• _Material to process_:
^^^^
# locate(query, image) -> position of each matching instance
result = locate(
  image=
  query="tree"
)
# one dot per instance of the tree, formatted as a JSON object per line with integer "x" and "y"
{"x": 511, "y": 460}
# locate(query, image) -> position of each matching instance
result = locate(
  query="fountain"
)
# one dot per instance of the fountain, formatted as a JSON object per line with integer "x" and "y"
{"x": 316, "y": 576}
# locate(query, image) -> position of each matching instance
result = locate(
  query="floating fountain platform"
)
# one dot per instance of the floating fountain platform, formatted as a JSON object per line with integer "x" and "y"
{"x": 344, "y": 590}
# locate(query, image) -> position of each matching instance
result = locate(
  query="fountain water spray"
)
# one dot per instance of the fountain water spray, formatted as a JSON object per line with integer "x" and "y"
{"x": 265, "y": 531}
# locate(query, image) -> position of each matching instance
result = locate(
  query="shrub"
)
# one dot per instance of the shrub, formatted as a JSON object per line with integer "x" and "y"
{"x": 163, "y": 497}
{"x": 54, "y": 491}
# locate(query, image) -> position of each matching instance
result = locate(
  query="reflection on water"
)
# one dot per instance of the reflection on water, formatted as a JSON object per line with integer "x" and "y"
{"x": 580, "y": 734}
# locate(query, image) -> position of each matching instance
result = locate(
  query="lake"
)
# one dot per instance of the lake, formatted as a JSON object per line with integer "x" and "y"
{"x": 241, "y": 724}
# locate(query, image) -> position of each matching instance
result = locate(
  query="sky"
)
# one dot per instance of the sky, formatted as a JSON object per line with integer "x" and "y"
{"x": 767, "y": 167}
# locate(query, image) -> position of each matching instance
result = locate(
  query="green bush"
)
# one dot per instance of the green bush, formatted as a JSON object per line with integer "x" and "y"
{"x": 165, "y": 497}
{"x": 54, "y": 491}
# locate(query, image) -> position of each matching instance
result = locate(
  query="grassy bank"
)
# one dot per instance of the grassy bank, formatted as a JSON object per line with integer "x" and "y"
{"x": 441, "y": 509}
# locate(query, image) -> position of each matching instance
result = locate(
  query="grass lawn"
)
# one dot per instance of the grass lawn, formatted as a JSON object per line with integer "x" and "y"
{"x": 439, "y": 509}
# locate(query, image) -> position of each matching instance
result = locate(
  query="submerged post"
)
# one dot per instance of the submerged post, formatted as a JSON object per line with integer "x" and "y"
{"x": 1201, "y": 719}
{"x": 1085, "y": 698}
^^^^
• _What is required_: Every entry should be printed again exactly as written.

• _Task solution_:
# locate(query, image) -> position of each matching instance
result = locate(
  image=
  query="tree"
)
# one dot per instance of the tree, formatted as a JSON object per line with integer "x" and "y"
{"x": 511, "y": 460}
# locate(query, image) -> position of each matching instance
result = locate(
  query="fountain"
)
# one dot per instance of the fountain, formatted as a JSON object per line with integer "x" and "y"
{"x": 316, "y": 576}
# locate(query, image) -> position of each matching instance
result = locate(
  query="floating fountain platform"
)
# one dot per instance of the floating fountain platform, formatted as a JSON object per line with integer "x" and "y"
{"x": 344, "y": 590}
# locate(query, image) -> position of each matching instance
result = locate(
  query="fountain water spray"
)
# one dot per instance of the fountain water spray, formatted as a JSON object per line with integer "x" and "y"
{"x": 265, "y": 531}
# locate(query, image) -> position of each matching instance
result = locate(
  query="shrub"
)
# one dot per instance of the shrub, formatted as a JSON object per line with integer "x" and "y"
{"x": 163, "y": 497}
{"x": 54, "y": 491}
# locate(query, image) -> position of each matching instance
result = locate(
  query="reflection on water"
)
# one dot per instance of the reflection on water, formatted as a JSON object per line with integer "x" and "y"
{"x": 580, "y": 734}
# locate(query, image) -> position of each matching instance
result = locate(
  query="lake"
)
# one dot per instance of the lake, formatted as a JSON object per line with integer "x" and "y"
{"x": 241, "y": 724}
# locate(query, image) -> position of each matching instance
result = locate(
  query="sky"
)
# one dot per instance of the sky, formatted as a JSON object per line with integer "x" and "y"
{"x": 767, "y": 167}
# locate(query, image) -> position of each matching instance
result = locate(
  query="green bush"
)
# one dot per instance of the green bush, formatted as a JSON object per line with integer "x" and "y"
{"x": 165, "y": 497}
{"x": 54, "y": 491}
# locate(query, image) -> position of each matching instance
result = locate(
  query="grassy bank"
)
# one dot per instance of the grassy bank, formatted as a JSON object per line with integer "x" and "y"
{"x": 441, "y": 509}
# locate(query, image) -> position of each matching instance
result = locate(
  query="grass lawn"
)
# one dot per instance of the grass lawn, formatted as a JSON object per line with integer "x" and "y"
{"x": 439, "y": 509}
# locate(query, image) -> position of each matching instance
result = locate(
  query="submerged post"
)
# one dot per instance of the submerged post, formatted as a JSON object per line with integer "x" and "y"
{"x": 1201, "y": 719}
{"x": 1085, "y": 698}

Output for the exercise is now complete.